→ WHAT TO DO
Please recast the stretch from the start of the rows through the line containing "[301,231,351,256]" as a Markdown table with the columns No. and Text, numbering each line in order. Skip blank lines, and leave the pictures out.

+++ MATERIAL TO PROCESS +++

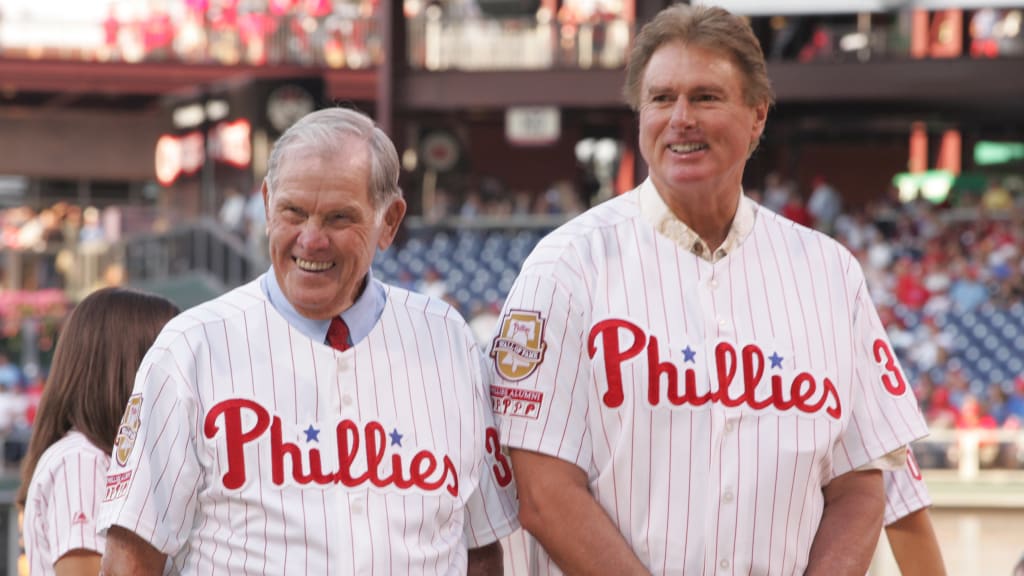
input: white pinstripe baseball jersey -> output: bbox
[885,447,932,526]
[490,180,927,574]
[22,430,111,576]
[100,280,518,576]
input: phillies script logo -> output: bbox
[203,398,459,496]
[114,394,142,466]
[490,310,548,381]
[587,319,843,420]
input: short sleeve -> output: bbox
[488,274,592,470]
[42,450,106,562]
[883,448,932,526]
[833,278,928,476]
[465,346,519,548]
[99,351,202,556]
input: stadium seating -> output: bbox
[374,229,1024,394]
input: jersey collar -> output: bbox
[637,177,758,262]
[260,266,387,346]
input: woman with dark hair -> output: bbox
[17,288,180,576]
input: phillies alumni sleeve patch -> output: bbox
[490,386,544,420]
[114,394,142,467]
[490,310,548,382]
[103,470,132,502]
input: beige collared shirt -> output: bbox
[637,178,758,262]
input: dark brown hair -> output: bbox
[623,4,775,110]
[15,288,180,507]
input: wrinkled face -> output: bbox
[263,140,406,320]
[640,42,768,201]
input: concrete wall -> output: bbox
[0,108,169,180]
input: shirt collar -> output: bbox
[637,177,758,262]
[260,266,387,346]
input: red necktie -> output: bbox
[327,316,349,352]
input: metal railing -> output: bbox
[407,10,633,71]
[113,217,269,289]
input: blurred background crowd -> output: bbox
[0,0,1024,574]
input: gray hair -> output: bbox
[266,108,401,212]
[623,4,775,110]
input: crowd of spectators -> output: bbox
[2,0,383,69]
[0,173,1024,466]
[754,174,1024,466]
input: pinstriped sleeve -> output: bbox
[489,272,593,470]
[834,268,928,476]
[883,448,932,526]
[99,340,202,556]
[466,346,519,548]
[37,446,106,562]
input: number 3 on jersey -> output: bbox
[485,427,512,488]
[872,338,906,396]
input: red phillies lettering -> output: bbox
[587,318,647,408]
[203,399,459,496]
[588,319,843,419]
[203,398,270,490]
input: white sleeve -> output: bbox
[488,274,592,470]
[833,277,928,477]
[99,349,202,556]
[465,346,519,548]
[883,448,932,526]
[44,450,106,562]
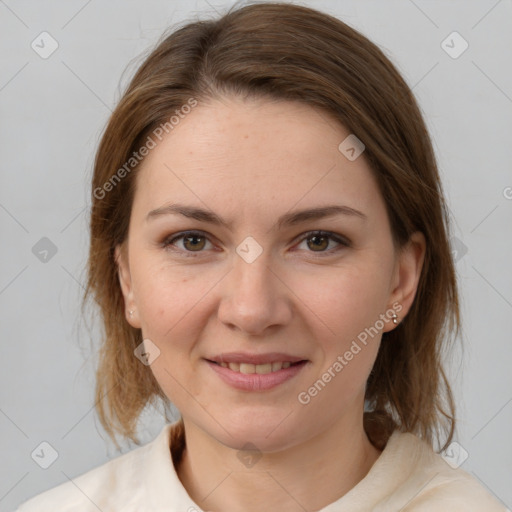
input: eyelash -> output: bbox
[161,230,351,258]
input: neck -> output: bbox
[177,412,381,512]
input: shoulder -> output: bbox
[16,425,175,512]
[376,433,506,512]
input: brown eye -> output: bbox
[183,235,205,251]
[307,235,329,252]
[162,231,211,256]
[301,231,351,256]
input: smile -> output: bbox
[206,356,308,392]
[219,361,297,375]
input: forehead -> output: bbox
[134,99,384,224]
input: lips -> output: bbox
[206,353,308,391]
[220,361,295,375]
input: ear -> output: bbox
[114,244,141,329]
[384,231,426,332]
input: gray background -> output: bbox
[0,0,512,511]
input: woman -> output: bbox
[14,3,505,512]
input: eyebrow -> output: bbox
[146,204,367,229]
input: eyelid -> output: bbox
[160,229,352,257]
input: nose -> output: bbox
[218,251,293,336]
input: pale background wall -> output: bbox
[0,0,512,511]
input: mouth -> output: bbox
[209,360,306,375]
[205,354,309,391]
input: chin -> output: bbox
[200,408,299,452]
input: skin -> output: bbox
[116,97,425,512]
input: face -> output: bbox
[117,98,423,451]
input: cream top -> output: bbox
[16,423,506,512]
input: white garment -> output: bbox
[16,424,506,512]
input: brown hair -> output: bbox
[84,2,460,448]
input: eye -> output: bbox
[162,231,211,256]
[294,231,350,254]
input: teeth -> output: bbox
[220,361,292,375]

+++

→ COMPLETED TASK
| No. | Text |
|---|---|
| 1 | input: white pinstripe baseball jersey -> output: bbox |
| 2 | [885,447,932,526] |
| 3 | [490,180,927,574] |
| 4 | [22,430,111,576] |
| 5 | [100,280,518,576] |
| 6 | input: phillies script logo -> output: bbox |
| 7 | [203,398,459,496] |
| 8 | [114,394,142,466] |
| 9 | [490,310,548,381] |
| 10 | [587,319,843,420] |
| 11 | input: short sleeve -> output: bbox |
| 12 | [488,274,592,470] |
| 13 | [42,450,106,562] |
| 14 | [883,448,932,526] |
| 15 | [833,278,928,476] |
| 16 | [465,346,519,548] |
| 17 | [99,351,202,556] |
| 18 | input: stadium seating -> output: bbox |
| 19 | [374,229,1024,394] |
| 20 | input: jersey collar -> output: bbox |
| 21 | [637,177,758,262] |
| 22 | [260,266,387,346] |
| 23 | input: woman with dark hair -> output: bbox |
| 24 | [17,288,180,576] |
| 25 | input: phillies alumni sleeve patch -> output: bbox |
| 26 | [490,386,544,420] |
| 27 | [114,394,142,467] |
| 28 | [490,310,548,382] |
| 29 | [103,470,132,502] |
| 30 | input: beige collared shirt -> output: bbox |
| 31 | [637,178,758,262] |
| 32 | input: dark brown hair -> output: bbox |
| 33 | [623,4,775,110] |
| 34 | [15,288,180,507] |
| 35 | input: wrinkled face -> output: bbox |
| 36 | [263,140,406,320] |
| 37 | [640,42,768,201] |
| 38 | input: concrete wall -> output: bbox |
| 39 | [0,108,169,180] |
| 40 | input: shirt collar -> output: bbox |
| 41 | [637,177,758,262] |
| 42 | [260,266,387,346] |
| 43 | input: red necktie -> output: bbox |
| 44 | [327,316,349,352] |
| 45 | input: metal railing -> output: bbox |
| 46 | [407,10,633,71] |
| 47 | [113,217,269,289] |
| 48 | input: blurred background crowd -> output: bbox |
| 49 | [0,0,1024,574] |
| 50 | input: gray hair -> output: bbox |
| 51 | [266,108,401,212] |
| 52 | [623,4,775,110] |
| 53 | input: crowd of spectators -> output: bbox |
| 54 | [2,0,383,69] |
| 55 | [0,173,1024,466] |
| 56 | [754,174,1024,466] |
| 57 | input: pinstriped sleeve -> output: bbox |
| 58 | [489,272,593,470] |
| 59 | [834,268,928,476] |
| 60 | [883,448,932,526] |
| 61 | [99,340,202,556] |
| 62 | [466,346,519,548] |
| 63 | [37,446,106,562] |
| 64 | input: number 3 on jersey -> output: bbox |
| 65 | [485,427,512,488] |
| 66 | [872,338,906,396] |
| 67 | input: red phillies lettering -> output: bbox |
| 68 | [587,318,647,408] |
| 69 | [203,399,459,496] |
| 70 | [588,319,843,419] |
| 71 | [203,398,270,490] |
| 72 | input: white sleeve -> output: bbox |
| 73 | [488,274,592,470] |
| 74 | [833,277,928,477] |
| 75 | [99,349,202,556] |
| 76 | [465,346,519,548] |
| 77 | [883,448,932,526] |
| 78 | [44,450,106,562] |
| 79 | input: eyelash -> output: bbox |
| 80 | [161,230,351,258] |
| 81 | input: neck -> output: bbox |
| 82 | [177,412,381,512] |
| 83 | input: shoulder -> output: bbox |
| 84 | [16,425,175,512] |
| 85 | [376,433,506,512] |
| 86 | input: brown eye -> output: bbox |
| 87 | [183,235,205,251] |
| 88 | [307,235,329,252] |
| 89 | [162,231,211,256] |
| 90 | [301,231,351,256] |